**Information shown**.
________
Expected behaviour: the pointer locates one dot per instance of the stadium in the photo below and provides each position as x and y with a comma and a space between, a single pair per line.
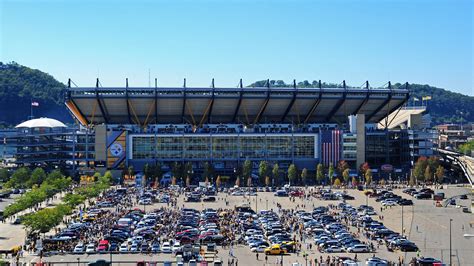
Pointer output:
226, 126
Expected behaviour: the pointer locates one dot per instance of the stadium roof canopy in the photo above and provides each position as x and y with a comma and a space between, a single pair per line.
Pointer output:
230, 105
41, 123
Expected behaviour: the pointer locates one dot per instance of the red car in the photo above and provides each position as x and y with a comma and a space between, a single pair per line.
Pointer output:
297, 193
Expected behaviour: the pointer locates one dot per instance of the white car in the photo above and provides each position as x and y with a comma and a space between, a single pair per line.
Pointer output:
389, 203
166, 247
333, 249
358, 248
176, 247
259, 249
79, 248
134, 247
123, 248
90, 249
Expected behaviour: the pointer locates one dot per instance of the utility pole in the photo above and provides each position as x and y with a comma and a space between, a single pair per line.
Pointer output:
403, 231
450, 244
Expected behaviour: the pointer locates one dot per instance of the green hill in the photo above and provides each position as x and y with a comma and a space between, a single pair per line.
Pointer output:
444, 107
19, 85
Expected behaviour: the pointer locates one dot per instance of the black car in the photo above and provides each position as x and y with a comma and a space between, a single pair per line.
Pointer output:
427, 261
405, 202
408, 247
422, 196
209, 199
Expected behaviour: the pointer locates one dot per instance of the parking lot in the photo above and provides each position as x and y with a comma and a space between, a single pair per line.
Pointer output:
296, 225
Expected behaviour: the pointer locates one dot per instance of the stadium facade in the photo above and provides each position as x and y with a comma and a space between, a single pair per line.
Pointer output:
226, 126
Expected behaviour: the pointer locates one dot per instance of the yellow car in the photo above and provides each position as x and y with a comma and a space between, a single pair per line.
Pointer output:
274, 250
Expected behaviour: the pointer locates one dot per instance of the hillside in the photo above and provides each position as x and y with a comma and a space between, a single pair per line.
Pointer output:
19, 85
444, 107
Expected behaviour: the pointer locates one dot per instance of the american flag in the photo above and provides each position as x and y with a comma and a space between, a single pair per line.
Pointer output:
330, 147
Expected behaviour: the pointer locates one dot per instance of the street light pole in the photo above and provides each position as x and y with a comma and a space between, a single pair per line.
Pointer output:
403, 231
450, 243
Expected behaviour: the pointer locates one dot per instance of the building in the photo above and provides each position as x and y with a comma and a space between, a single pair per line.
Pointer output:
50, 144
226, 126
450, 136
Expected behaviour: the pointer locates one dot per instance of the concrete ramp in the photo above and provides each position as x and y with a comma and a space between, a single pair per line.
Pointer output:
408, 117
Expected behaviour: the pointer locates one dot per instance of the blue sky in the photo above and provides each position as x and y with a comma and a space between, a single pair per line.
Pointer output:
428, 42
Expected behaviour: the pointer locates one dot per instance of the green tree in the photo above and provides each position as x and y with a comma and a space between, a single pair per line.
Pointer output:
304, 176
247, 169
331, 173
319, 173
4, 175
342, 165
292, 173
346, 175
131, 171
276, 172
440, 174
268, 181
368, 177
354, 182
428, 174
19, 178
237, 182
263, 170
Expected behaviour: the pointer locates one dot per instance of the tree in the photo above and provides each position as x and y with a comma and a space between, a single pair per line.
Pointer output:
304, 176
4, 175
440, 174
19, 178
320, 173
368, 177
354, 182
249, 181
292, 173
331, 173
268, 181
363, 168
342, 165
263, 170
247, 169
237, 182
147, 174
276, 172
346, 175
131, 172
428, 174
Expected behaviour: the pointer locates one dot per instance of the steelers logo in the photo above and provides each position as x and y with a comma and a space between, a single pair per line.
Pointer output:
116, 149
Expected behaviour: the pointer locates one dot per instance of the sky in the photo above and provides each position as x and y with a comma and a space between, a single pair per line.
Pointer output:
426, 42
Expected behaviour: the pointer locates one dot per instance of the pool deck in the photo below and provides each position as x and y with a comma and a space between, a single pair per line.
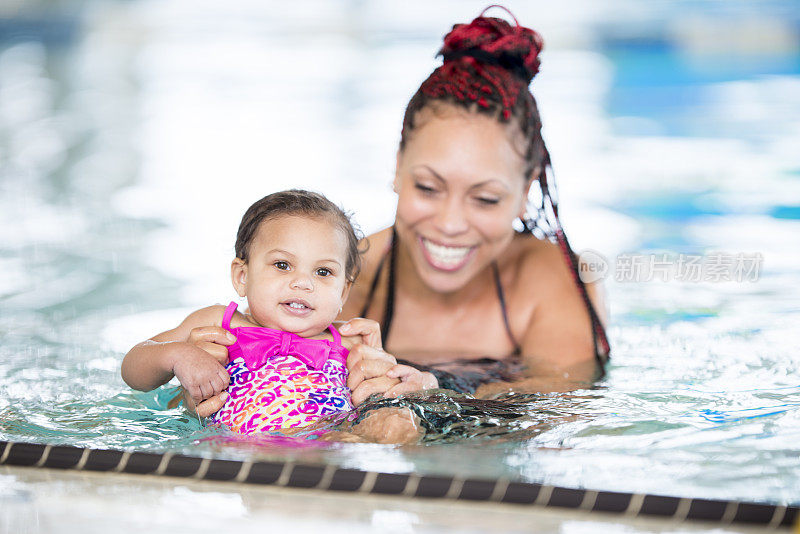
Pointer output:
41, 500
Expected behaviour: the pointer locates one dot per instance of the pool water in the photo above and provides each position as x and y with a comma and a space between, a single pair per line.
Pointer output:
130, 146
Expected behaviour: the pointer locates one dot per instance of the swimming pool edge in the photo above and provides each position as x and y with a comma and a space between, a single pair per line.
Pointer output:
332, 478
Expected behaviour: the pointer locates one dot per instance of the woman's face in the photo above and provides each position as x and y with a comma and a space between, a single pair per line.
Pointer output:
460, 184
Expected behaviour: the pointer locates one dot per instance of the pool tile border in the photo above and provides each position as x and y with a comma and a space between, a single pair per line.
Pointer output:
332, 478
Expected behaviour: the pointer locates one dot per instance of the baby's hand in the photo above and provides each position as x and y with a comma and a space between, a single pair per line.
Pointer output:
199, 362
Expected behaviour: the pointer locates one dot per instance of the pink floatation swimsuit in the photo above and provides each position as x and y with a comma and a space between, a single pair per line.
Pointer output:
281, 380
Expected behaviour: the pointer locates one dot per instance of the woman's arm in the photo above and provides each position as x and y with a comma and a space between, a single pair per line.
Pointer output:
193, 352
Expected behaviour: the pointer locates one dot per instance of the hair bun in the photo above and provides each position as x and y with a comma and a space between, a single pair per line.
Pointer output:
494, 41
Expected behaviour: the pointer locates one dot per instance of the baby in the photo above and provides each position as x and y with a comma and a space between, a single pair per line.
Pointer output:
296, 259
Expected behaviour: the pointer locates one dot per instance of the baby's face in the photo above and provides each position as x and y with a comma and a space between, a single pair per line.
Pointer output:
294, 279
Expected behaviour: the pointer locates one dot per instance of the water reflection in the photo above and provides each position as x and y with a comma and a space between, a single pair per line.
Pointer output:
147, 128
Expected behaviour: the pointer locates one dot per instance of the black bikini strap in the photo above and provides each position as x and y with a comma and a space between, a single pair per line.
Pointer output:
501, 296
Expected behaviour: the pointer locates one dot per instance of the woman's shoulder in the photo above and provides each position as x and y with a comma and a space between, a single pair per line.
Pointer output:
536, 259
375, 247
543, 267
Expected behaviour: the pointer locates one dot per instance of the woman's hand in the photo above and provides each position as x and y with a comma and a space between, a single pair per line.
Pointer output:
372, 371
411, 379
200, 369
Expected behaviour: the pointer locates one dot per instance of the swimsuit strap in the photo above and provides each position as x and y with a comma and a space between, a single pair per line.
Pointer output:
226, 318
337, 337
502, 298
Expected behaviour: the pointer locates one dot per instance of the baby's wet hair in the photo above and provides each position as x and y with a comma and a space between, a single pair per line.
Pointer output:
302, 203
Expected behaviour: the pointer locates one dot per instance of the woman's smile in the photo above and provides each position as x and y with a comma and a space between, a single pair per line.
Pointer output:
446, 257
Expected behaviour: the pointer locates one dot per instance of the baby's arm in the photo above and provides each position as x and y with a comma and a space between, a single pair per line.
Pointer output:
194, 352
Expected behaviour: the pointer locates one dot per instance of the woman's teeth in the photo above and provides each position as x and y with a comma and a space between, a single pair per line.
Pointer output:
445, 256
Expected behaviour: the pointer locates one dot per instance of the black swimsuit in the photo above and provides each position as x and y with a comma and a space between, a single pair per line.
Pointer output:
460, 375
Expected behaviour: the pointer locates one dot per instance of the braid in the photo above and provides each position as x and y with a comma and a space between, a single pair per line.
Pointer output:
487, 68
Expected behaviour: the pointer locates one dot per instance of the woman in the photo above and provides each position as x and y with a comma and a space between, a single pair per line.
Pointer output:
465, 300
453, 285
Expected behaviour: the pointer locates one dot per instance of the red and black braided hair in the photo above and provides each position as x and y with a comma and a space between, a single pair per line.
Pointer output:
488, 67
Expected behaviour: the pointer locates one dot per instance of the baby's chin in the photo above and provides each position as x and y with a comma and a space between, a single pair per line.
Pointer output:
303, 328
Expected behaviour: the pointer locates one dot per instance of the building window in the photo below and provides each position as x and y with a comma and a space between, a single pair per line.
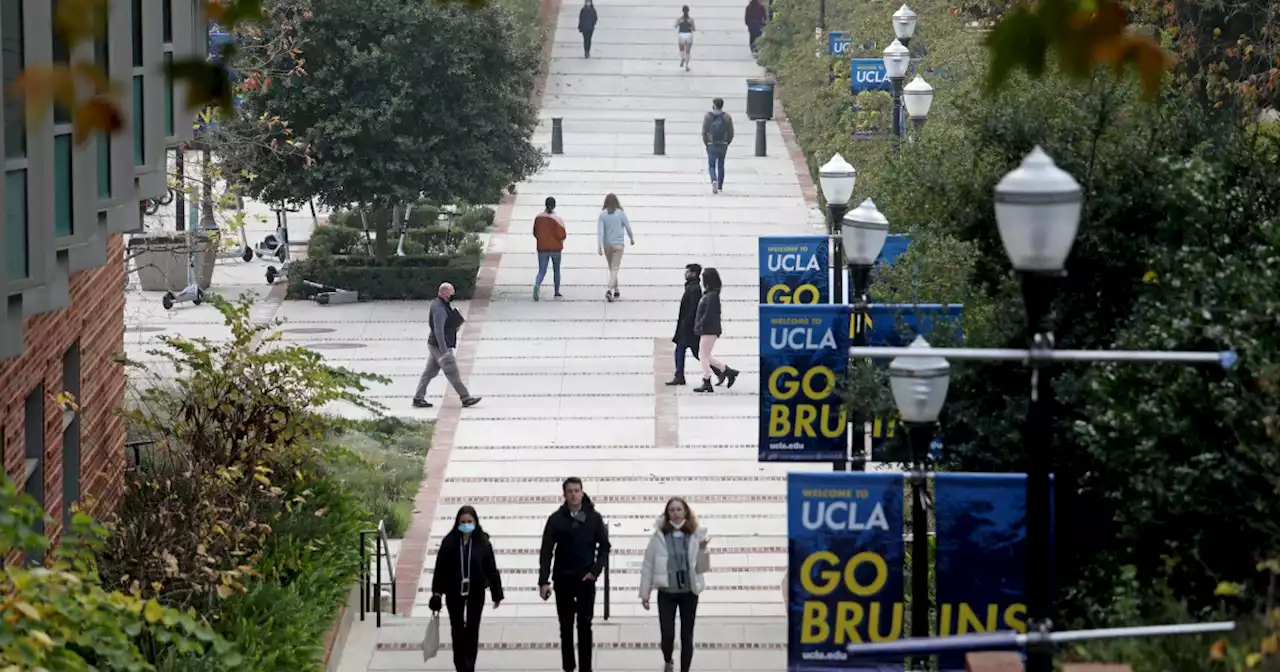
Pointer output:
167, 8
71, 434
140, 144
63, 200
62, 55
18, 263
137, 33
168, 95
104, 167
14, 60
35, 437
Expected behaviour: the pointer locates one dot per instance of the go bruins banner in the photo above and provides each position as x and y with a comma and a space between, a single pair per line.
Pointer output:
804, 353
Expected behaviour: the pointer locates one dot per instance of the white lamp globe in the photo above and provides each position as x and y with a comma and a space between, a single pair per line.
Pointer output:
896, 59
836, 178
904, 22
863, 233
1038, 214
919, 384
918, 97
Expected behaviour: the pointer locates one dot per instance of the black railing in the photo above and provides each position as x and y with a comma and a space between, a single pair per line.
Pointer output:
136, 448
606, 589
374, 592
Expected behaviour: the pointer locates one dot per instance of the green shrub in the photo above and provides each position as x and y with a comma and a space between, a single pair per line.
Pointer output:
476, 219
400, 278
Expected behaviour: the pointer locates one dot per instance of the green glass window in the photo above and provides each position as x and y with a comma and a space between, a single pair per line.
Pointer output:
104, 167
167, 12
168, 95
140, 144
18, 263
14, 60
137, 33
63, 201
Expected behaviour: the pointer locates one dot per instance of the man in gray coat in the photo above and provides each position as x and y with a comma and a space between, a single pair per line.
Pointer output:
442, 350
717, 136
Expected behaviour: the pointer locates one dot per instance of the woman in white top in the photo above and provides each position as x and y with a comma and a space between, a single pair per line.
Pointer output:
675, 563
685, 36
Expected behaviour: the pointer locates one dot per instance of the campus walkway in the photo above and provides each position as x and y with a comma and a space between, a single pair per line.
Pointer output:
575, 387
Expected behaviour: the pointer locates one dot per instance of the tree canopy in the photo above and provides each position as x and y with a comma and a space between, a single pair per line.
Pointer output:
400, 100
________
**What to produce**. Reproduce each line of the material containing the word "black".

**Exercise response**.
Expected behaviour: the pointer locates one dot per instance of the black car in the photo above and provides each position as x and y with a comma and a space between, a single pair per line.
Expected behaviour: the pointer locates one dot per instance of the black bikini strap in the photo above and provides each position as x and y with a comma and a space between, a single pair per line.
Expected behaviour: the pointer locates one dot per instance of the black swimsuit in the photo above and provides each position as x and y with a comma and a space between, a single pair per line.
Expected behaviour: the pointer locates one dot per instance of the red and black braided hair in the photo above and provides each position as x and y with a comma and a space between, a single pair per line.
Expected behaviour: the pointer locates one dot per instance of the black railing in the photo above and provides each position as x and y with a comma and a space between, a single pair per line.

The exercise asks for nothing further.